* START Records to use *

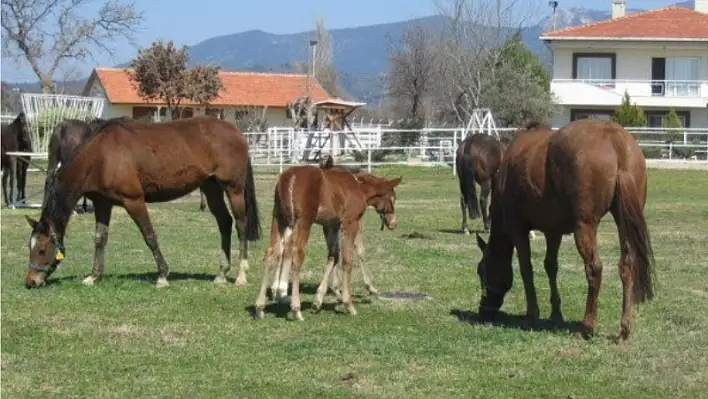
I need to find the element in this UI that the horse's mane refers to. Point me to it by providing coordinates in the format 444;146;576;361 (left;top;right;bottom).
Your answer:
524;120;550;130
59;116;132;170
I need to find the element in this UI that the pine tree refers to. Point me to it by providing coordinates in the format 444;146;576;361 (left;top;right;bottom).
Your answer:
612;91;647;127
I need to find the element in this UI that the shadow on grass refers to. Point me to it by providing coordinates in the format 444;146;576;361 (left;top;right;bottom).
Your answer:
450;309;583;334
437;229;488;236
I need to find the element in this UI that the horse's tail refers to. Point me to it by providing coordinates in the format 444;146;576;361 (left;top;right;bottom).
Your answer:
243;157;261;241
457;140;480;219
616;170;654;303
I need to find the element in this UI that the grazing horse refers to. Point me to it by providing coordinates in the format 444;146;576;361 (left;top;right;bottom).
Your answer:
456;133;506;234
254;165;401;320
0;112;32;207
477;120;654;340
26;117;260;288
44;116;132;212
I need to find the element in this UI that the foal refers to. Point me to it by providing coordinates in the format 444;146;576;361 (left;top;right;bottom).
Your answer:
255;165;401;320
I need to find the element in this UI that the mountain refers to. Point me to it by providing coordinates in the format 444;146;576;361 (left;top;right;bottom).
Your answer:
2;1;693;103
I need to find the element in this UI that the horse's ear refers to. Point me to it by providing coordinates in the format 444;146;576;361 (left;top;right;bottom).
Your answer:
25;215;39;230
475;233;487;252
387;176;403;190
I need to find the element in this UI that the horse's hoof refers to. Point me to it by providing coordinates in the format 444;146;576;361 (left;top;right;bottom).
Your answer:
82;276;96;287
253;306;265;320
155;277;170;288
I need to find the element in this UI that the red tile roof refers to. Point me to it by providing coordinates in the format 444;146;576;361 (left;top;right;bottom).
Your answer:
84;68;330;107
541;6;708;41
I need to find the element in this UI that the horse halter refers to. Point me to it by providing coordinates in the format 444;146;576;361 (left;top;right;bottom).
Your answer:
27;231;66;273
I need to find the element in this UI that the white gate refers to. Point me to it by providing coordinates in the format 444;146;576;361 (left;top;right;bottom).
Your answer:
22;93;105;152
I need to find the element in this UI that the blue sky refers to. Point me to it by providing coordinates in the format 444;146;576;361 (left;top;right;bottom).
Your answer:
2;0;677;81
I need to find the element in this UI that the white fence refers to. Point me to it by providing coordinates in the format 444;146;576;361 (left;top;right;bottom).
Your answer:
242;127;708;173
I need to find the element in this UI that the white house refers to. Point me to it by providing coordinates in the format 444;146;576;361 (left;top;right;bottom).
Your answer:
541;0;708;128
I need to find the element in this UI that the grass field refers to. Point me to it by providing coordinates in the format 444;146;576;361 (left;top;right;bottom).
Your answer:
2;167;708;398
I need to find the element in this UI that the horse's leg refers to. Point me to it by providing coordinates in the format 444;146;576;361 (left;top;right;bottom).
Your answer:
543;234;563;322
10;157;17;208
253;218;283;320
199;180;234;284
271;227;295;301
514;230;539;326
342;221;359;315
312;226;339;312
575;222;602;339
354;225;379;295
460;194;470;234
227;188;252;290
479;179;492;232
2;168;10;208
84;200;113;286
286;219;312;321
199;189;207;212
123;198;170;288
612;207;636;340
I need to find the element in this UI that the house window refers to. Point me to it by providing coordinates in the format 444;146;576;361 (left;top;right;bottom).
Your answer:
570;109;615;121
573;53;617;85
646;111;691;127
666;57;701;97
133;107;167;122
234;108;248;121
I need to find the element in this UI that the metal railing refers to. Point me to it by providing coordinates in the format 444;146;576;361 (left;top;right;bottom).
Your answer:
246;127;708;174
551;79;708;98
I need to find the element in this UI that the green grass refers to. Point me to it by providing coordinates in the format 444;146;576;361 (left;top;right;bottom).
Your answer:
2;168;708;398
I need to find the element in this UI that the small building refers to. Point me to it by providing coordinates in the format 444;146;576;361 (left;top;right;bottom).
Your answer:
541;0;708;128
83;68;330;126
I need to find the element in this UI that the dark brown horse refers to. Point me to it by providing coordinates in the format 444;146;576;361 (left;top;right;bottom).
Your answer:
44;117;132;212
0;112;32;207
26;117;260;288
477;120;654;339
456;133;506;234
255;165;401;320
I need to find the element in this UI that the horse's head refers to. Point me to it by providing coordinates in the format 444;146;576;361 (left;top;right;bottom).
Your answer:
367;175;403;230
477;234;514;321
25;216;65;288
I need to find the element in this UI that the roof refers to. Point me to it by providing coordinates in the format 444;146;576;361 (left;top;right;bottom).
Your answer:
315;98;366;109
541;6;708;41
84;68;330;107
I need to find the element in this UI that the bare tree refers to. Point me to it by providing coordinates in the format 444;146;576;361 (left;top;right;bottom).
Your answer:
2;0;143;93
386;23;439;119
293;17;342;96
437;0;537;123
128;40;223;119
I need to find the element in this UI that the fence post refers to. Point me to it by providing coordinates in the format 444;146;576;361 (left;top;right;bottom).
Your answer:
452;129;457;176
366;144;371;173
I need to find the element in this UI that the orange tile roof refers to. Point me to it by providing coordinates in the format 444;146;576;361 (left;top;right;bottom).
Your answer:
541;6;708;41
84;68;330;107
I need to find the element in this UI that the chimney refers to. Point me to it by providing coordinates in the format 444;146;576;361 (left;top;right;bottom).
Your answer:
612;0;628;19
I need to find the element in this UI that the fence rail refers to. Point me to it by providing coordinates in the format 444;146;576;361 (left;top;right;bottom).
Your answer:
242;127;708;173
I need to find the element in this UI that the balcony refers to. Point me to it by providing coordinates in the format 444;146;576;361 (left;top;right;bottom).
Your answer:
551;79;708;108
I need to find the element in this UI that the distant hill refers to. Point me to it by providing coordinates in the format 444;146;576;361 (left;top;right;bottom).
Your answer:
2;1;693;103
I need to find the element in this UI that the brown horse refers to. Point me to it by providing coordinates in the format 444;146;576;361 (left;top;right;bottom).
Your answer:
26;117;260;288
255;165;401;320
456;133;506;234
477;120;654;339
44;117;133;212
270;155;385;301
0;112;32;207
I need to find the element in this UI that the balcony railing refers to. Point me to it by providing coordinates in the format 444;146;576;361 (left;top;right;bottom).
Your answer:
553;79;708;98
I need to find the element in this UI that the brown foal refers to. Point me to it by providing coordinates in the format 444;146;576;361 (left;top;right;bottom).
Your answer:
255;165;401;320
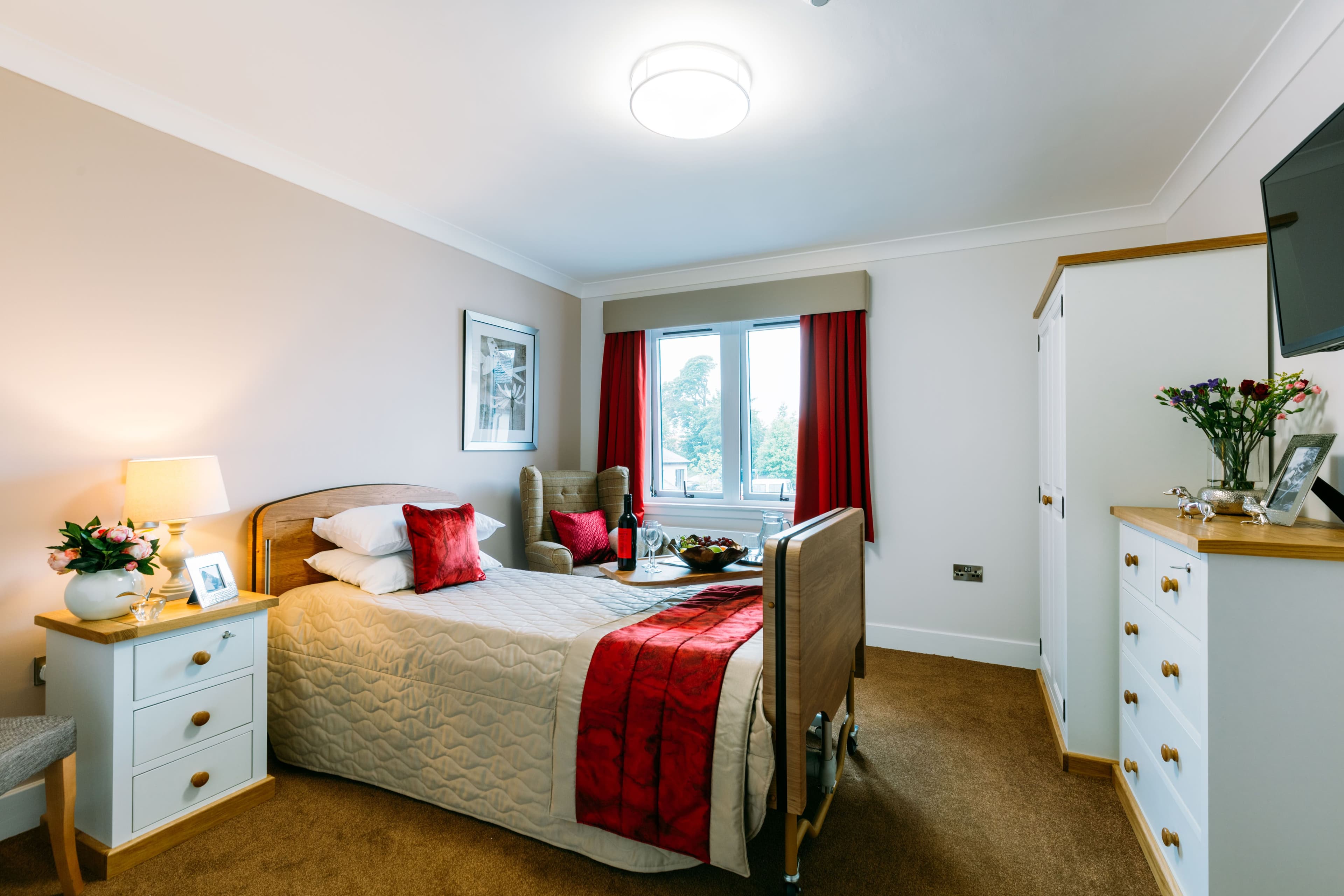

* END Records to use *

* [Your instructions]: Update all of the records above by replacing "Your answer:" with "Response:" wherever it occurs, keeping everything else the same. Omit the pictures from your answer.

* [Full response]:
I need to find the element in this UI that the horse's mane refers to. Point me to it by providing coordinates in the format 444;146;576;361 (left;top;right;bottom).
Response:
524;120;550;130
59;116;132;170
I need to find the element in this UI that the pine tree refers to. Point me to it by providing coordinates in the format 444;146;576;361 (left;top;right;bottom).
Response:
612;91;647;127
I need to find the element in this UI that the shadow on grass refers to. Point me to it by providing coordinates in the format 444;146;576;361 (left;top;right;bottom).
Response:
450;309;583;334
437;229;488;236
I need to find the element in this UI that the horse's tail refers to. Point me to it by providing coordinates in the format 444;146;576;361 (left;top;right;bottom).
Response:
243;157;261;241
457;140;480;219
616;170;654;303
I need to find the element in this UI that the grazing horse refers to. Point me to it by providing coordinates in the format 444;146;576;361 (left;top;right;bottom).
Response:
456;133;506;234
254;165;401;320
0;112;32;207
477;120;654;340
26;117;260;288
44;116;132;212
I need to find the element in this UI that the foal refers to. Point me to it by providing coordinates in the format 444;146;576;361 (left;top;right;bottom).
Response:
255;165;401;320
I need to find the element in this UI that the mountain refers to. Point me to it by providing coordinates in the format 444;146;576;361 (left;top;right;bottom).
Response:
2;1;693;103
I need to find the element in this UI that the horse's ear refers to. Point me to it by providing coordinates in the format 444;146;576;361 (left;top;right;bottom).
Response:
25;215;39;230
475;233;487;252
387;176;403;190
I need to find the element in this UI that the horse's hoof refers to. Point me to it by providing coordinates in the format 444;146;576;361 (left;top;right;bottom).
Response:
82;276;96;287
253;306;265;320
155;277;170;288
I need to find the element in this UI that the red tile roof refers to. Point me to it by providing coordinates in the format 444;146;576;361 (left;top;right;bottom).
Response:
84;68;330;107
541;6;708;41
I need to find the element in this UI that the horse halter refers to. Point me to it by providing coordinates in the format 444;146;576;361 (left;top;right;bottom).
Response:
27;231;66;273
I need to find the element in this UI that the white gate refers to. Point me to it by providing coordinates in the format 444;146;576;361 (left;top;right;bottom).
Response:
22;93;105;152
I need to find the element in this UI that the blue sky refers to. Point me to it by providing coordinates in the format 444;146;576;361 (left;top;right;bottom).
Response:
2;0;677;81
I need to find the element in this UI that the white fence refers to. Point me to it by providing coordinates in the format 444;146;576;361 (left;top;right;bottom).
Response:
242;127;708;173
I need to find the element in this UI that the white house refers to. Point me to it by providing coordinates in the format 444;146;576;361 (left;top;right;bottom).
Response:
541;0;708;128
I need to find the element in this UI that the grass field refers to. Point me to it by providing coordinates in the format 444;146;576;361 (left;top;right;bottom).
Response:
2;167;708;398
I need to find the element in this UI that the horse's leg refers to. Point me to it by providing coordinates in the format 444;146;576;361 (left;top;right;bottom).
Response:
543;234;563;322
10;157;17;208
253;218;283;320
199;180;234;284
271;227;295;301
514;230;539;326
342;221;359;315
312;226;339;312
575;222;602;339
354;225;379;295
460;194;470;234
227;188;252;290
479;179;492;232
2;168;10;208
84;200;113;286
286;219;312;321
199;189;207;212
123;198;170;288
612;207;636;340
I need to find the element in this UI that the house window refers to. Point me to it by providing coordinates in the format 444;146;576;361 (left;top;right;bottom).
Response:
570;109;615;121
573;53;617;85
646;111;691;127
666;57;701;97
133;107;167;122
234;108;248;121
I need to find the element in this UI that the metal railing refers to. Point me to it by providing coordinates in the format 444;146;576;361 (left;top;right;bottom).
Response:
246;127;708;174
551;79;708;98
I need to find the element in this UI that the green grass refers to. Point me to it by providing coordinates in the format 444;146;576;361 (left;top;right;bottom).
Response:
2;168;708;398
I need to find the element in this UI that the small building refers to. Point me to it by providing coordinates in the format 444;146;576;361 (left;top;right;bottom).
Response:
541;0;708;128
83;68;330;126
I need to find the element in this UI that the dark brown horse refers to. Point me to it by providing coordinates in the format 444;146;576;361 (left;top;right;bottom).
Response:
44;117;132;212
0;112;32;207
26;117;260;288
477;120;654;339
456;133;506;234
255;165;401;320
I need to find the element in this UI that the horse's head refers to. Point me to it by providing coordinates in the format 444;146;576;361 (left;top;right;bottom).
Response:
367;175;403;230
477;234;514;321
25;216;65;288
I need to find the element in this UI that the roof refers to. Point me to it by providing coordinates in the format 444;146;576;361 (left;top;right;bottom).
Response:
315;98;366;109
541;6;708;41
84;68;330;107
I need to find the element in this UI that the bare tree refers to. Point me to it by providing coordinates in the format 444;146;576;361 (left;top;right;bottom).
Response:
2;0;143;93
386;23;439;119
293;17;342;96
437;0;537;123
128;40;223;119
I need to find the element in this UI that the fence post refers to. Point me to it by providing coordinates in the format 444;146;576;361 (left;top;right;bottom).
Response:
452;129;457;176
366;144;371;173
I need to find the element in this UI that the orange tile roof refers to. Point me to it by providing coordinates in the format 444;146;576;361 (left;top;right;bottom).
Response:
541;6;708;41
84;68;330;107
I need to find the element in this UI that the chimney refers to. Point me to it by providing coordinates in the format 444;146;576;361 (left;top;right;bottom).
Response:
612;0;628;19
I need to find the element in this UI that the fence rail refers to. Point me to it by providing coordinates in the format 444;146;576;361 (left;top;right;bottom).
Response:
242;127;708;173
I need to find the element in this UI that the balcony refers to. Point me to it by providing coordinates in the format 444;146;576;361 (left;top;right;bottom).
Response:
551;79;708;108
I need to find the element in this UI that the distant hill refers to. Point me to it by providing coordinates in the format 444;146;576;361 (left;top;right;bottom).
Response:
2;1;693;103
I need to find the element in this UI that the brown horse refers to. Point me to it by providing coordinates in the format 444;146;576;361 (left;top;right;bottom).
Response:
26;117;260;288
255;165;401;320
456;133;506;234
477;120;654;339
44;117;133;212
270;155;385;301
0;112;32;207
I need to find the element in this UI that the balcony railing refers to. Point me to it by providing coordinates in the format 444;146;576;361 (left;top;right;bottom).
Response:
553;79;708;98
I need to find the element in this UI that the brown foal refers to. Point me to it by providing coordinates in the format 444;146;576;361 (left;top;right;bottom).
Response:
255;165;401;320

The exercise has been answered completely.